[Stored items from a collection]
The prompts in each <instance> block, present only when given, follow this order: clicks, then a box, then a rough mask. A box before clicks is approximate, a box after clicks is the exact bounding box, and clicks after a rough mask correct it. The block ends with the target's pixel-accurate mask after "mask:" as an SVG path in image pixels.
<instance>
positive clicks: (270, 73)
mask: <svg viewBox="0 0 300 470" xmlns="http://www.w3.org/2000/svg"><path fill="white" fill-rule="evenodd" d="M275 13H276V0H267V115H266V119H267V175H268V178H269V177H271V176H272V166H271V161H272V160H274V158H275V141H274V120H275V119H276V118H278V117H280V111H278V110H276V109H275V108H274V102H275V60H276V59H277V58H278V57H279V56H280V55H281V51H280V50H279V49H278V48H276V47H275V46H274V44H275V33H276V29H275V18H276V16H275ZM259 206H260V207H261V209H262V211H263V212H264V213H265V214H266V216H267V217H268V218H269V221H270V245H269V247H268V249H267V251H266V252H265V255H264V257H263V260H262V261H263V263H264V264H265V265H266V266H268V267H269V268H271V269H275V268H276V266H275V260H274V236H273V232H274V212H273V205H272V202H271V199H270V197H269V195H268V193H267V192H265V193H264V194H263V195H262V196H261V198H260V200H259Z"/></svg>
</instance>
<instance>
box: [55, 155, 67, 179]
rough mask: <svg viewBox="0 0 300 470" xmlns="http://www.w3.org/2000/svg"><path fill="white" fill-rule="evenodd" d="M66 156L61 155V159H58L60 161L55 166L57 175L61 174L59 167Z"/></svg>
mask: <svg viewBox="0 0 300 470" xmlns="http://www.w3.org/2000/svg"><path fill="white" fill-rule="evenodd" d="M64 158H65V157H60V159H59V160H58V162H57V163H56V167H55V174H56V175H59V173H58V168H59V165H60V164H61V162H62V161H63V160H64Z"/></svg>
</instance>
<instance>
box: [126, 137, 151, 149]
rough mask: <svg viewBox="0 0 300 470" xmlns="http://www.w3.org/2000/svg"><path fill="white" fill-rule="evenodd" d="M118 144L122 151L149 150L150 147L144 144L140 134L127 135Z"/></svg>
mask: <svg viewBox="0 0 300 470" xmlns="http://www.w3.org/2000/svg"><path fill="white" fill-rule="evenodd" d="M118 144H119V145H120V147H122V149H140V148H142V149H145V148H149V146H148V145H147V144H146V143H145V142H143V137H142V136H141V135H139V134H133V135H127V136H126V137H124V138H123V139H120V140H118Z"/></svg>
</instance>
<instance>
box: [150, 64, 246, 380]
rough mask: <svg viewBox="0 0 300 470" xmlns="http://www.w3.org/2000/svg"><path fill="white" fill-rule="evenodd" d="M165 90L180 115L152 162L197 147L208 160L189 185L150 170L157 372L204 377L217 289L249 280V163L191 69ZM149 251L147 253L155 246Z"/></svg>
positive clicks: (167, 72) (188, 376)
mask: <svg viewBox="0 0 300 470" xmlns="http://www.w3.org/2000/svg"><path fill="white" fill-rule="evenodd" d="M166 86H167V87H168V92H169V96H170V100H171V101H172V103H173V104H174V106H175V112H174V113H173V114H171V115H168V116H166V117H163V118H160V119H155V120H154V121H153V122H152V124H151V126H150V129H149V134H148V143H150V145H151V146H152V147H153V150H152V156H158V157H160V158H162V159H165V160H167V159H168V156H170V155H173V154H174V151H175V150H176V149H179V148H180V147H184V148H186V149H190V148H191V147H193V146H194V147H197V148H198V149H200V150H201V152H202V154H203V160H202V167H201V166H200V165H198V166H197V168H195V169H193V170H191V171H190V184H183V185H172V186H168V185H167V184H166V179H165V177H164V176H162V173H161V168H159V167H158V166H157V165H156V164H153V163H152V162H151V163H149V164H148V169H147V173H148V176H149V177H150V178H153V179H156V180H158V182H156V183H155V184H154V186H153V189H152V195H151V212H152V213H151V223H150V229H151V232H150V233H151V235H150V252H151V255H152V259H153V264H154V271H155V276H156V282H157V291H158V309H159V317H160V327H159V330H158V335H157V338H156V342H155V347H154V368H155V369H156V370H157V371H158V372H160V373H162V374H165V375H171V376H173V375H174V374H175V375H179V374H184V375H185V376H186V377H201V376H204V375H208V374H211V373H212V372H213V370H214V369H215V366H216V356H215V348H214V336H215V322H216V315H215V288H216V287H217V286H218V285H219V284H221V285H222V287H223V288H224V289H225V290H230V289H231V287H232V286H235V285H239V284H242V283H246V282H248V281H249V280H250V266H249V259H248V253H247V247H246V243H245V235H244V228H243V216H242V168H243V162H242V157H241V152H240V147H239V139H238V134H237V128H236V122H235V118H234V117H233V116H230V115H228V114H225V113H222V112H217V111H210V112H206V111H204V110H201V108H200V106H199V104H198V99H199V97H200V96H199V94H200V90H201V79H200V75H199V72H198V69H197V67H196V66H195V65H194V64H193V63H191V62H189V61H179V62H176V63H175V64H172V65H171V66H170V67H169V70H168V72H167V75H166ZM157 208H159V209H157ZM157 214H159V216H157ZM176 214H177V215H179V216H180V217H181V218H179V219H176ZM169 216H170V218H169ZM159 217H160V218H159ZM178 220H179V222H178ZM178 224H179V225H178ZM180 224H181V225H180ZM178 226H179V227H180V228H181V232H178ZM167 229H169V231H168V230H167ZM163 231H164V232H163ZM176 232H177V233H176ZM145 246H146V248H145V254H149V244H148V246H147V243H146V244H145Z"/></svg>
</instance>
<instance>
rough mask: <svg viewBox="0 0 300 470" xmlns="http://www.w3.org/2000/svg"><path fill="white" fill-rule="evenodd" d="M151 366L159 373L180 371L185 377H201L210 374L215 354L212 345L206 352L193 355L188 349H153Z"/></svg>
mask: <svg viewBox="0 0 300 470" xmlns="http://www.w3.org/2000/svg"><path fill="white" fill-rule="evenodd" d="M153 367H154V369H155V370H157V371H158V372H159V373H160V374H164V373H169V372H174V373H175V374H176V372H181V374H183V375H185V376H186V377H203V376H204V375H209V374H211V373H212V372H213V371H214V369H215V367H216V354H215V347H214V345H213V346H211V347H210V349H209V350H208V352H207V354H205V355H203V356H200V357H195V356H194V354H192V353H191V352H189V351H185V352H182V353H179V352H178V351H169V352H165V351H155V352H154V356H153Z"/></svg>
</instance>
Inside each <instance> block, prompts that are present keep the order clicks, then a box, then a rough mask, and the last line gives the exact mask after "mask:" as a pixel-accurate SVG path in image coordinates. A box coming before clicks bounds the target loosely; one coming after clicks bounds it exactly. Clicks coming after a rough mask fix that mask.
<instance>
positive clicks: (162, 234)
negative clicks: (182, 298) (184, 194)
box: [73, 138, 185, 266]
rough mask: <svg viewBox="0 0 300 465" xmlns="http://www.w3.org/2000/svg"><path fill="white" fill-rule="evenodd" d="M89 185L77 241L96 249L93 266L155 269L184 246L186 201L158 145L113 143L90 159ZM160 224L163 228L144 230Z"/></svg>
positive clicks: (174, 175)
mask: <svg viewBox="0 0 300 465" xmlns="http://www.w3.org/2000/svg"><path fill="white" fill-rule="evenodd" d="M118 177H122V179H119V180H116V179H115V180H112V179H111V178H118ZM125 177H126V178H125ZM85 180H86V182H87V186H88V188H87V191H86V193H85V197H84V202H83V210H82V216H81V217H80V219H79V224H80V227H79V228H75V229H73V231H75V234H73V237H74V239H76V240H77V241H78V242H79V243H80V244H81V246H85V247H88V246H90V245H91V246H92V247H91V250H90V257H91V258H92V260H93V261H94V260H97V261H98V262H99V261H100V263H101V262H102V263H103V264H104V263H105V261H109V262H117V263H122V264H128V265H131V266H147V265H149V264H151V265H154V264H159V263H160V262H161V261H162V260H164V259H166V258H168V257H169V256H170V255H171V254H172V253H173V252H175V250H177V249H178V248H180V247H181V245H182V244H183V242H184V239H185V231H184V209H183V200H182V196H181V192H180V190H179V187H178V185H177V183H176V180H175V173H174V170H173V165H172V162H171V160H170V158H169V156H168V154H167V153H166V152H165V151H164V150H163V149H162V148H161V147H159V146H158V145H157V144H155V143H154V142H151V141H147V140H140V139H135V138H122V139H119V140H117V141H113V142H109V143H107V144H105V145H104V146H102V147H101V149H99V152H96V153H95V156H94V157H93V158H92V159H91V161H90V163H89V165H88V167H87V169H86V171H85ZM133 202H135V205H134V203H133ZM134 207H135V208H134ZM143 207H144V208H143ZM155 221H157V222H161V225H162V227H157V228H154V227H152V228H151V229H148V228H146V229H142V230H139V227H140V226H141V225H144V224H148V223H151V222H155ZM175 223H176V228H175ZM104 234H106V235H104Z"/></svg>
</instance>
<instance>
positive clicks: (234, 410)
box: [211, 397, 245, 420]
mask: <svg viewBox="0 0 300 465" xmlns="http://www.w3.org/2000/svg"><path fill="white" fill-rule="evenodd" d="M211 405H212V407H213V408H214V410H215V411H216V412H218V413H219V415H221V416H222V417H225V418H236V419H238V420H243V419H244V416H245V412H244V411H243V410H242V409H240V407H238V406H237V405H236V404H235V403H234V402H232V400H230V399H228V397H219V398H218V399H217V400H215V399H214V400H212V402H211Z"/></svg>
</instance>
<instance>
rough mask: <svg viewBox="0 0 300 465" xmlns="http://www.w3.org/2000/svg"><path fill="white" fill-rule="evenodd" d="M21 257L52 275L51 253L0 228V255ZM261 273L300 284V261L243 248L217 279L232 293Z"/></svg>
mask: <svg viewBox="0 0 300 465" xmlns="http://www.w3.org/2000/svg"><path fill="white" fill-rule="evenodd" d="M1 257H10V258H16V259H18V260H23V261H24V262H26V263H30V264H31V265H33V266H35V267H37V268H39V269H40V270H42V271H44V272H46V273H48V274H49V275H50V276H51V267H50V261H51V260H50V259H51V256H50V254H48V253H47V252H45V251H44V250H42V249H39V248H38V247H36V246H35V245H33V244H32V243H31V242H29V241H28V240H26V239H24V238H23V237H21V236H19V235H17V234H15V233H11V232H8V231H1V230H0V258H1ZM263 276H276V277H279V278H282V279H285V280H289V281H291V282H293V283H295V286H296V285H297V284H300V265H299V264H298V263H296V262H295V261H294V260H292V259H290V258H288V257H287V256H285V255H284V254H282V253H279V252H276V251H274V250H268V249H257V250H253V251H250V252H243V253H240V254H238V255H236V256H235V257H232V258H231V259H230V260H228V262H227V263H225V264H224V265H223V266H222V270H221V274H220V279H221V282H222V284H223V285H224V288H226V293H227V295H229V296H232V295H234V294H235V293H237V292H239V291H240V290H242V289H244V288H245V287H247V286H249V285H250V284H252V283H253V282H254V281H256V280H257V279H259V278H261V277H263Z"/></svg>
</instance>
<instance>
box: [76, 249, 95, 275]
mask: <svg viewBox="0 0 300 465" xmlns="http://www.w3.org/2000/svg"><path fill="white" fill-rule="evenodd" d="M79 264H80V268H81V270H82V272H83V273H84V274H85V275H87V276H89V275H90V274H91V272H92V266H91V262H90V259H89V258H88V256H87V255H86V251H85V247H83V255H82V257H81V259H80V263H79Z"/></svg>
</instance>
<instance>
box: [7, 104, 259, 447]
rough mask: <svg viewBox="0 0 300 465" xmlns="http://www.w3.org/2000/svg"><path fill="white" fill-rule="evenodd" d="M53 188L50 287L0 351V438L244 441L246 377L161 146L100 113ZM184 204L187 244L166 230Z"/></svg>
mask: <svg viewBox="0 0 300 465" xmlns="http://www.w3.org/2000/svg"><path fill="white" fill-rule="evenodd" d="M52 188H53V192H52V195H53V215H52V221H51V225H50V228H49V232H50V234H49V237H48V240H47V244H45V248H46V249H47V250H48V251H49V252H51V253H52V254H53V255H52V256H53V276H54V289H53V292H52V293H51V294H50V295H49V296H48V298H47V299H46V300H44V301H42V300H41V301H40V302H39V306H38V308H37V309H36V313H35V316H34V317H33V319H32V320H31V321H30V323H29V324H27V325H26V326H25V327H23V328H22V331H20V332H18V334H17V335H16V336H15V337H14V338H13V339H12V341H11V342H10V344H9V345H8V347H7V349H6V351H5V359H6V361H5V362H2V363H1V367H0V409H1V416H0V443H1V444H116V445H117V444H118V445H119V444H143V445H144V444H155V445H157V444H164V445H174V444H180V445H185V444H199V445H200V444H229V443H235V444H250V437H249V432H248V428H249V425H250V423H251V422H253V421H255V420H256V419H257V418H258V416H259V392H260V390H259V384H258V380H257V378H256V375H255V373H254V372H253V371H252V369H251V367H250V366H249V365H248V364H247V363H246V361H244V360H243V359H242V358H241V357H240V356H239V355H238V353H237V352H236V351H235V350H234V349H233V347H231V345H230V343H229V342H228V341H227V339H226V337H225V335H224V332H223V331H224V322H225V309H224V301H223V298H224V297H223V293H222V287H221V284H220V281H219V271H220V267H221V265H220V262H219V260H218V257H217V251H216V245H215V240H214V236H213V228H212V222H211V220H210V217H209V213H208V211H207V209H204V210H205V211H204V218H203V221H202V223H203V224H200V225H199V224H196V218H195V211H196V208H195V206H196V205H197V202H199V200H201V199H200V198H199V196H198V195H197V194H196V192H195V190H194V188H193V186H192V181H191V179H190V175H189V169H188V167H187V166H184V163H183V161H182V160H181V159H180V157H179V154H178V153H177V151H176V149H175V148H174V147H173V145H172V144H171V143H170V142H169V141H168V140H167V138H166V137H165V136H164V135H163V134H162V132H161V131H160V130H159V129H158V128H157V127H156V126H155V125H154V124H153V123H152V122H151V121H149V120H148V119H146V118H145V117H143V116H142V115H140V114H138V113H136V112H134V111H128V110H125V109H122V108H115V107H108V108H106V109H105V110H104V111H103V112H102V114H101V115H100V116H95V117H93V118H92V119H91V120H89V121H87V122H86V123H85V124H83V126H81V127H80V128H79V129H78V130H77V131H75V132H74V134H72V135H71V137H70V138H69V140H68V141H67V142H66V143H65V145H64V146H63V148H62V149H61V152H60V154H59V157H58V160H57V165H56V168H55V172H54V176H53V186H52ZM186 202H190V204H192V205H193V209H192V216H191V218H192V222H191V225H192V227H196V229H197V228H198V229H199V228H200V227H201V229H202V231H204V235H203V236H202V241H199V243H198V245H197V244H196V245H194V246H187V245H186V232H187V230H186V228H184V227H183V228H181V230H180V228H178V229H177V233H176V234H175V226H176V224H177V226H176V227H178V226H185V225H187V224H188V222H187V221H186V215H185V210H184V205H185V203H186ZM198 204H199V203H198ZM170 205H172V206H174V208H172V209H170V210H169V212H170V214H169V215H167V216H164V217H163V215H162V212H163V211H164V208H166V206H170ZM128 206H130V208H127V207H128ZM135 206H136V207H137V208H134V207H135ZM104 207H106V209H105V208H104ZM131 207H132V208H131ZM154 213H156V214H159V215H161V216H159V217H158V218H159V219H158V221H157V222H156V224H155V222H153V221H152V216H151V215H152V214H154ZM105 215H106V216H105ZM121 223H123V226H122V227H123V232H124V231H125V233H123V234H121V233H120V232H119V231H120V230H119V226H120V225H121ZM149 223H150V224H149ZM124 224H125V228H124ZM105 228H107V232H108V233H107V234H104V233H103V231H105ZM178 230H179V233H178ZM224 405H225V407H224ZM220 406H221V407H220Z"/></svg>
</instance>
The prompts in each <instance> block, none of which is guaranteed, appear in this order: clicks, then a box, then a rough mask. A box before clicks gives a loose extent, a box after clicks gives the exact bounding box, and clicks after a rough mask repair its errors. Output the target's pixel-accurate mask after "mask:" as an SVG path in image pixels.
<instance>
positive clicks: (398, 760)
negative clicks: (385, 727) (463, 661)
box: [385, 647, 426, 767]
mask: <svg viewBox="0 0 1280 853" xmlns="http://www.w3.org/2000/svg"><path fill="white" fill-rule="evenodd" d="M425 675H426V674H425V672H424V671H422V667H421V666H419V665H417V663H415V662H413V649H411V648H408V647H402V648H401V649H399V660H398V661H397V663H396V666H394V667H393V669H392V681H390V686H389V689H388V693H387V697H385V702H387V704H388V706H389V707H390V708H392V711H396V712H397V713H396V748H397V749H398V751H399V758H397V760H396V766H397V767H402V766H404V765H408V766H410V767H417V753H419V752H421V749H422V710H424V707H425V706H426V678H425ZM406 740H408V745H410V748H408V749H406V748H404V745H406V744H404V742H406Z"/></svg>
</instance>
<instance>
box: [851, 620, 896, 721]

Problem to work on:
The lines sought are those in the data above that include the string "present"; copy each one.

Response:
The prompts in each <instance> block, present only when given, follow this order: clicks, then a box, then a rough mask. A box before clicks is approximate, a box after clicks is the exact bounding box, and clicks after a rough mask correct it. The block ends with the target's pixel-accurate mask after "mask:" as an SVG path in image pixels.
Inside each <instance> block, prompts that are present keep the order clicks, then a box, then a rough mask, and the last line gives the exact mask after "mask:" as a pixel-accurate SVG path in image coordinates. A box coming before clicks bounds the target loosely; one coming after clicks bounds it exactly. Clicks coming after a rough mask fix that mask.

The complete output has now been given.